Görev 1:
İstanbul Bienali üzerine olan kaynak metne göre şu soruları yanıtla:
(a) İstanbul Bienali kaç senelik bir serüveni geride bıraktı?
(b) Bienal furyası hangi zaman diliminde yaşandı?
(c) Yerel sergileme koşulları sıfıra yakınken Bienal hangi sanatçılara işlerini gösterme fırsatı verdi?

Kaynak Metin:
......

Geride bıraktığımız 20 senelik serüveni içerisinde Istanbul Bienali kendi adını sürekli yukarılara taşıyan bir performans sergiledi. Kültür ve Sanat Vakfı’nın diğer etkinliklerinin niteliği, etkisi giderek tartışılır hale gelirken, Istanbul Bienali bir tür prestij kaynağı konumuna yükseldi; küresel güncel sanat dolaşımının dikkatle izlediği, ciddiye aldığı, gelip görmeye çalıştığı bir olaya dönüştü. Finansal kaynakları çok rahat bir seviyeye hiç bir zaman yükselmemiş de olsa, küratörlerin görev almak konusunda hayaller kurduğu, görev aldığında da prestij kazandığı bir etkinlik olageldi. Istanbul kentinin tarihsel hafızası ve günümüzdeki enerjisi, çevre coğrafyalarda yaşanan siyasal çalkantılar ve kültürel dalgalanmalar bu ilginin nedenlerinden biriydi. Son on yıl içinde yaşanan bienal furyasını önceleyen bir tarihte başlamış olması ve böylelikle deneyim avantajına sahip olması bir diğer olumlu etken oldu. Bazı talihsiz sergiler dışında güncel sanatın izlediği yörüngeyi sezen, ya da kimi durumlarda şekil veren performanslar yakalandı. Yerel ölçekteki sergileme koşullarının sıfıra yakın olduğu bir dönemde Türkiyeli sanatçılara işlerini gösterme fırsatı verdi; bunun da ötesinde Istanbul’daki güncel sanat aktörlerinin küresel ölçekte bir iletişime geçebilmesinin başlıca aracısı oldu. Böylesi bir başarı etrafında oluşan aura Bienal’e neredeyse bir ‘reel politika’ boyutu kazandırmış durumda.

......

Görev 2: Aşağıdaki girdilerde "exact" dizesini birebir içeren her satırı çıkar.

......

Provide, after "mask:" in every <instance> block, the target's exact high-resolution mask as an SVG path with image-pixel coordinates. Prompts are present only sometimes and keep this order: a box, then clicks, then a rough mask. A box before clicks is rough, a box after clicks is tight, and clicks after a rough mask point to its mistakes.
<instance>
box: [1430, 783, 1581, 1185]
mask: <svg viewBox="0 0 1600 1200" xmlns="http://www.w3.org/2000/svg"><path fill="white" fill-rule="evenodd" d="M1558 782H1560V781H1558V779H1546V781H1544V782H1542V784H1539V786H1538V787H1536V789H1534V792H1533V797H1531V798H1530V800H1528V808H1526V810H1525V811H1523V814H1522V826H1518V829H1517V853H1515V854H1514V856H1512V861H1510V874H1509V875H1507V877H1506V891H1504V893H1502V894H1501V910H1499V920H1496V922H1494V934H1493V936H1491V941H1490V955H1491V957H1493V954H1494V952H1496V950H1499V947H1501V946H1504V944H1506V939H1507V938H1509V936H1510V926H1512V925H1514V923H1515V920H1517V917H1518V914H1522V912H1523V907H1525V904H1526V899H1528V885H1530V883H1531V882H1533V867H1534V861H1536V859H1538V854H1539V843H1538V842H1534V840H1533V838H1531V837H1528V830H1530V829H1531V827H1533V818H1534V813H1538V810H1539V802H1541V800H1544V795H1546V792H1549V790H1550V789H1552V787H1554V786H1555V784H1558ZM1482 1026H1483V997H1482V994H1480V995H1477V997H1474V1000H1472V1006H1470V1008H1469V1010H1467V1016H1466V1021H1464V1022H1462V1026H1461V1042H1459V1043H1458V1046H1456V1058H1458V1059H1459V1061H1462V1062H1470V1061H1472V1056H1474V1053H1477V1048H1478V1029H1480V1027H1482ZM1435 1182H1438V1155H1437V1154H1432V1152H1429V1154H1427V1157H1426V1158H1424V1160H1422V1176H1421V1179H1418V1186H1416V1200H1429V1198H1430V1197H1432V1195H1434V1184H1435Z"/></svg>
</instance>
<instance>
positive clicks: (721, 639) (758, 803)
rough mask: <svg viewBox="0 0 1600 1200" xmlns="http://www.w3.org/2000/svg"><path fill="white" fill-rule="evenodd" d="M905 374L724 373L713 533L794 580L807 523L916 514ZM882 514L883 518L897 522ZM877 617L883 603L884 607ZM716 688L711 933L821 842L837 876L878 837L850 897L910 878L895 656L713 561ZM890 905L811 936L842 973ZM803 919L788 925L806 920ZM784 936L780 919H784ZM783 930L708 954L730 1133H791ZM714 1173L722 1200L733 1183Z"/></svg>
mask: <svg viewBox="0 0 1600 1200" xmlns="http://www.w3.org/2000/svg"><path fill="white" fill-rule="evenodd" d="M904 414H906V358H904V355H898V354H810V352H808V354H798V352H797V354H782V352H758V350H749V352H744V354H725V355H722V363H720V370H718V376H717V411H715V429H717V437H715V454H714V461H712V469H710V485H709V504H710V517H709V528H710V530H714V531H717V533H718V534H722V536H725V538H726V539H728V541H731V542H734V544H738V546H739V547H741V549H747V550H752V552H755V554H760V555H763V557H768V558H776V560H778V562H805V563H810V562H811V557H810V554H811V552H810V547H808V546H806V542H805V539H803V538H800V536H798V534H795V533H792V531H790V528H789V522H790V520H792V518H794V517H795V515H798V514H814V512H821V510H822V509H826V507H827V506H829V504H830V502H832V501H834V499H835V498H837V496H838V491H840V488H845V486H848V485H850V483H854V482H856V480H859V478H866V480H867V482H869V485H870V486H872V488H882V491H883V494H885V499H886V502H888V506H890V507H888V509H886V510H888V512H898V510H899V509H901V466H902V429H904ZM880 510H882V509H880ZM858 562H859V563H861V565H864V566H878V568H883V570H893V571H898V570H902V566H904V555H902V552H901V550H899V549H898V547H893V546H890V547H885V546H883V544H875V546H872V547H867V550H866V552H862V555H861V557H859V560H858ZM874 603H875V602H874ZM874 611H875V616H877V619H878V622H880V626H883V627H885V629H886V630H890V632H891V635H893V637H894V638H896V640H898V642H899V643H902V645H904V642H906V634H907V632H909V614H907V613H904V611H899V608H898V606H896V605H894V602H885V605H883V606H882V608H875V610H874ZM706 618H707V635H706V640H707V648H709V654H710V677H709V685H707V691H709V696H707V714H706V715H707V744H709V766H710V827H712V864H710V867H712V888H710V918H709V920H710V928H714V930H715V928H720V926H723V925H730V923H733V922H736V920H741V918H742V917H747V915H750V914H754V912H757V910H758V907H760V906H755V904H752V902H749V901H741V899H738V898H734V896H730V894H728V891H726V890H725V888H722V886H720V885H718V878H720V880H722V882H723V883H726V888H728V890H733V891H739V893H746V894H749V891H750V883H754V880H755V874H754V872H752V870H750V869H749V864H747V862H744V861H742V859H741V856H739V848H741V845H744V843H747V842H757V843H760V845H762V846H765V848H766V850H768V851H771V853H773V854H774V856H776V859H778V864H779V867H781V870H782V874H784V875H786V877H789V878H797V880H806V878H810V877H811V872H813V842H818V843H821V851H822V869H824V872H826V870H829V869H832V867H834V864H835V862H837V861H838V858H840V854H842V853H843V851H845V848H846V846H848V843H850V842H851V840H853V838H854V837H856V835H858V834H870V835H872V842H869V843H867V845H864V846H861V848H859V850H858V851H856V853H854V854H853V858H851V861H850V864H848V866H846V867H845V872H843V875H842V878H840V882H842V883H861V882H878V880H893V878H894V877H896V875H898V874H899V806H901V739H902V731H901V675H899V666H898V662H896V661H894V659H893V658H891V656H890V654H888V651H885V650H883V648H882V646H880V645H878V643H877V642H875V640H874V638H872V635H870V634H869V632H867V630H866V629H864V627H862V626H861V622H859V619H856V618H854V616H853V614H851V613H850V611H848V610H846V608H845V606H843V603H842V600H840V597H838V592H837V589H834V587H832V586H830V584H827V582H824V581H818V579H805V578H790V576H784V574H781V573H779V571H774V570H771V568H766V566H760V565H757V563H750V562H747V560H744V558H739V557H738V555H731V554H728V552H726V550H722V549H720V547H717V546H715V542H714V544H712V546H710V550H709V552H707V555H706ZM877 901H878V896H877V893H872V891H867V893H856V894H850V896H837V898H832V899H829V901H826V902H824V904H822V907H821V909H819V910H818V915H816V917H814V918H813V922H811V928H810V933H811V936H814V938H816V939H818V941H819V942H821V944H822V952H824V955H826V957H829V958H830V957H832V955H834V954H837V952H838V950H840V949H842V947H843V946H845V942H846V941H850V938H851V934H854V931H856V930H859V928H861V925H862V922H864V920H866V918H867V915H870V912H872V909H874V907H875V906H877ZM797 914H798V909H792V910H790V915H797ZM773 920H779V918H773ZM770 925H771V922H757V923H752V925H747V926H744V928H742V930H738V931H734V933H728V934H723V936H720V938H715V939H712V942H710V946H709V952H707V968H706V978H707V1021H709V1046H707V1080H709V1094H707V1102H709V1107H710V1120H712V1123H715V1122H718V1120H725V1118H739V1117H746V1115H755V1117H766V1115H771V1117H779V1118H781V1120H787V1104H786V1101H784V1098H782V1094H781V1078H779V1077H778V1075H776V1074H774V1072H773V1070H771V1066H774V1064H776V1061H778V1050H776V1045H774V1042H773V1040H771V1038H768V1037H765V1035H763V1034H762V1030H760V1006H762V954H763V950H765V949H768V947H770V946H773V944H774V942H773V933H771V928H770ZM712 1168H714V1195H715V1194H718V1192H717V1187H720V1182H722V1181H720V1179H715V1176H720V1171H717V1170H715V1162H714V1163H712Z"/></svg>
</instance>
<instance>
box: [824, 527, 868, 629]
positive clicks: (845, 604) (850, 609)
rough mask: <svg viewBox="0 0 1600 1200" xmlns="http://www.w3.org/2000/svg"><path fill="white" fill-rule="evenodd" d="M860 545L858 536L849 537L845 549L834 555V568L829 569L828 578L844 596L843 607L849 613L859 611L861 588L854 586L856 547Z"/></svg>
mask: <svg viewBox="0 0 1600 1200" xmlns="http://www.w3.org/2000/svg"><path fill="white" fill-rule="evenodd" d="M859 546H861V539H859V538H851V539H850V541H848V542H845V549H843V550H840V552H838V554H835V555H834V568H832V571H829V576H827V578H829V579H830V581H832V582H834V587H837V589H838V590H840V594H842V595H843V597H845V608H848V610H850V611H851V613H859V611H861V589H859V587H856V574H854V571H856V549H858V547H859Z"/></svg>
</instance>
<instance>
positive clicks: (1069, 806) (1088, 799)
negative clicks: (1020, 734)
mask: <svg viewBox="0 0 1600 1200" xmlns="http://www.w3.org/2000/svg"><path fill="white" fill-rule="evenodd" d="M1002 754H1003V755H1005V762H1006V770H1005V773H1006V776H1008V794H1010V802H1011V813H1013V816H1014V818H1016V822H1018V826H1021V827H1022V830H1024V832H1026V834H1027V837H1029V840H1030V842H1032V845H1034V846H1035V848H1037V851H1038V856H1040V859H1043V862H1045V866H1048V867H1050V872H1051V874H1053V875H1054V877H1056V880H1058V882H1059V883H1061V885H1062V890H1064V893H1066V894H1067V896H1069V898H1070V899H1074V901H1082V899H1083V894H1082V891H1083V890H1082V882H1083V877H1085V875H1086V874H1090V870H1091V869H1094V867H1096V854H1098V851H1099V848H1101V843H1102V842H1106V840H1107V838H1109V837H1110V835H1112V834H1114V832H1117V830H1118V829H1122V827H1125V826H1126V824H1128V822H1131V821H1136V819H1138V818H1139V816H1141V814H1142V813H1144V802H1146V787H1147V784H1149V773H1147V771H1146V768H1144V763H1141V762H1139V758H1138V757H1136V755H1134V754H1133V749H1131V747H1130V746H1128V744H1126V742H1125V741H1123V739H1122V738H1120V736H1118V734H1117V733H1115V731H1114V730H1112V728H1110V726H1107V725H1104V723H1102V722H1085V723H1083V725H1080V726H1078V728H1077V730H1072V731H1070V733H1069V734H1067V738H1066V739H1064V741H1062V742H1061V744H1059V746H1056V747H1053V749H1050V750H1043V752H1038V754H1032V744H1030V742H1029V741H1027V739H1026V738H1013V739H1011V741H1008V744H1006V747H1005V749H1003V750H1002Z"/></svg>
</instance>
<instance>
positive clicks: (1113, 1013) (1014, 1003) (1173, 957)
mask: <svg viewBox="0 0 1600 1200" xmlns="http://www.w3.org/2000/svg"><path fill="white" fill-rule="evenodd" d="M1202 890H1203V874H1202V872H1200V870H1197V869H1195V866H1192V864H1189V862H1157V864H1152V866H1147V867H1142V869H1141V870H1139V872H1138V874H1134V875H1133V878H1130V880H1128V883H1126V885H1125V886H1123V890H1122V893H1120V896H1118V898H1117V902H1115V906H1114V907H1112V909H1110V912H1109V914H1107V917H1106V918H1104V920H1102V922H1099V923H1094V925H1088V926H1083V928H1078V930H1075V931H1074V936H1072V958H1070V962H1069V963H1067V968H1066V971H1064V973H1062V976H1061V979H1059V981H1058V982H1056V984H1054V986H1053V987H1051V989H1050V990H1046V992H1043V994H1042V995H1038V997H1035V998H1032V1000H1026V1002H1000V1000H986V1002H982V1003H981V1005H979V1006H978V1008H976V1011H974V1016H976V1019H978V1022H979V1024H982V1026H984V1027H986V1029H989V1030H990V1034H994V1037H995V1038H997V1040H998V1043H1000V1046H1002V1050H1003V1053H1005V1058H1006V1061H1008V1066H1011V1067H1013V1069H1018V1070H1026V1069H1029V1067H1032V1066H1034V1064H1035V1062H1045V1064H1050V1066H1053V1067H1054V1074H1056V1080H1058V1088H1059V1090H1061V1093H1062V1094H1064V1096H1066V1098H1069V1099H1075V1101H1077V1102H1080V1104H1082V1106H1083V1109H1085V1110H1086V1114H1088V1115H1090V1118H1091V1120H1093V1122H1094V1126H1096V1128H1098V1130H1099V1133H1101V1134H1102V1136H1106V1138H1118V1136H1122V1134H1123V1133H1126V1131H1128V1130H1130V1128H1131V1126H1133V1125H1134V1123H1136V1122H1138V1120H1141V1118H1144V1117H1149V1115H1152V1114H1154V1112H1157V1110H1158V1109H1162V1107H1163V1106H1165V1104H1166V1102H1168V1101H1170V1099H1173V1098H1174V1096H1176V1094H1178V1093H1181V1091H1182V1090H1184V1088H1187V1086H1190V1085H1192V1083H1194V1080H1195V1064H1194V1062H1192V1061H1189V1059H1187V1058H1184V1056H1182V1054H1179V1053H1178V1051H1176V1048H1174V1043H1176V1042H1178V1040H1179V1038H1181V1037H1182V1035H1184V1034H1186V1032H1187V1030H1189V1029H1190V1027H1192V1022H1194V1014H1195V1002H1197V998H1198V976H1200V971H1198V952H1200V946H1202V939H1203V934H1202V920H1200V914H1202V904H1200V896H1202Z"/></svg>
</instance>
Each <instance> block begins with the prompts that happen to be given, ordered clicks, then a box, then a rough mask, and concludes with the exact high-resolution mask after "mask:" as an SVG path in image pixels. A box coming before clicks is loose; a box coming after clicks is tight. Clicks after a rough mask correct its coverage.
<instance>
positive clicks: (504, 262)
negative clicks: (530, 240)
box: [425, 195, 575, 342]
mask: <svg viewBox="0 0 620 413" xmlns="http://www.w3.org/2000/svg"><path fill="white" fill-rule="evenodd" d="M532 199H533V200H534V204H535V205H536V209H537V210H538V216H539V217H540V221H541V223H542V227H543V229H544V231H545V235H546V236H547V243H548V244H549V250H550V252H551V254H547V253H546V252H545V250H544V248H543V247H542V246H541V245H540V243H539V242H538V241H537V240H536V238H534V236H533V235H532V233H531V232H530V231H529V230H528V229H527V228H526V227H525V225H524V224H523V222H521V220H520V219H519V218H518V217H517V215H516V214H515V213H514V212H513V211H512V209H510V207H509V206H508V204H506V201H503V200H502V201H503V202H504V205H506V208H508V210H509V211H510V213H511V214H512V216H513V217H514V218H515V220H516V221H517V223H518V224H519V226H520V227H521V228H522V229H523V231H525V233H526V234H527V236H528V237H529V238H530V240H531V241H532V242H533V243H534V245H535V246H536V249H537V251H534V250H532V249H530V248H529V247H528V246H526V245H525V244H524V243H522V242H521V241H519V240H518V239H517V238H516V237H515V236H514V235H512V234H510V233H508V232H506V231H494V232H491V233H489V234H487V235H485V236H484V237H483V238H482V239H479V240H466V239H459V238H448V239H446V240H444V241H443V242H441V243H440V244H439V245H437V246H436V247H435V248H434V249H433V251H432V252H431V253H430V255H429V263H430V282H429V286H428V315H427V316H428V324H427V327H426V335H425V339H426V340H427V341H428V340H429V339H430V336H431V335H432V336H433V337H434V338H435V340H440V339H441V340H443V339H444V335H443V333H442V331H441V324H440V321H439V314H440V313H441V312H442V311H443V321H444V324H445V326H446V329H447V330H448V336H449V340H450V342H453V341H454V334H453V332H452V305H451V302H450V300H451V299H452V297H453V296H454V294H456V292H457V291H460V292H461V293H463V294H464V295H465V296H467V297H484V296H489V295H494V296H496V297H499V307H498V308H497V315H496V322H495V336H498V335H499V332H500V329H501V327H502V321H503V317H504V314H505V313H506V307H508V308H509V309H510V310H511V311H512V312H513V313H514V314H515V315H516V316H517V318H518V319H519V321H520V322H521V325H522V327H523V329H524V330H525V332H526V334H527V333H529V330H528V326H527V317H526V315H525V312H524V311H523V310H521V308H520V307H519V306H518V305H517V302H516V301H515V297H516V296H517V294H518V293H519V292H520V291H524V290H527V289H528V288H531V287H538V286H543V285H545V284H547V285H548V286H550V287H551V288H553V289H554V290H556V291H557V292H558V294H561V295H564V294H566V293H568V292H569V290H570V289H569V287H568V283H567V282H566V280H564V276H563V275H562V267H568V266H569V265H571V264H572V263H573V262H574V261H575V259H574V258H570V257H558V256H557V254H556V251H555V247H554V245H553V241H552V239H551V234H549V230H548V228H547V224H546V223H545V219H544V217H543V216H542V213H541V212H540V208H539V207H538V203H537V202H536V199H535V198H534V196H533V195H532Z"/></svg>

......

Çıktı 1:
(a) 20 senelik bir serüveni.
(b) Son on yıl içinde.
(c) Türkiyeli sanatçılara.

Çıktı 2:
Provide, after "mask:" in every <instance> block, the target's exact high-resolution mask as an SVG path with image-pixel coordinates. Prompts are present only sometimes and keep this order: a box, then clicks, then a rough mask. A box before clicks is rough, a box after clicks is tight, and clicks after a rough mask point to its mistakes.
Each <instance> block begins with the prompts that happen to be given, ordered clicks, then a box, then a rough mask, and concludes with the exact high-resolution mask after "mask:" as an SVG path in image pixels. A box coming before clicks is loose; a box coming after clicks is tight. Clicks after a rough mask correct its coverage.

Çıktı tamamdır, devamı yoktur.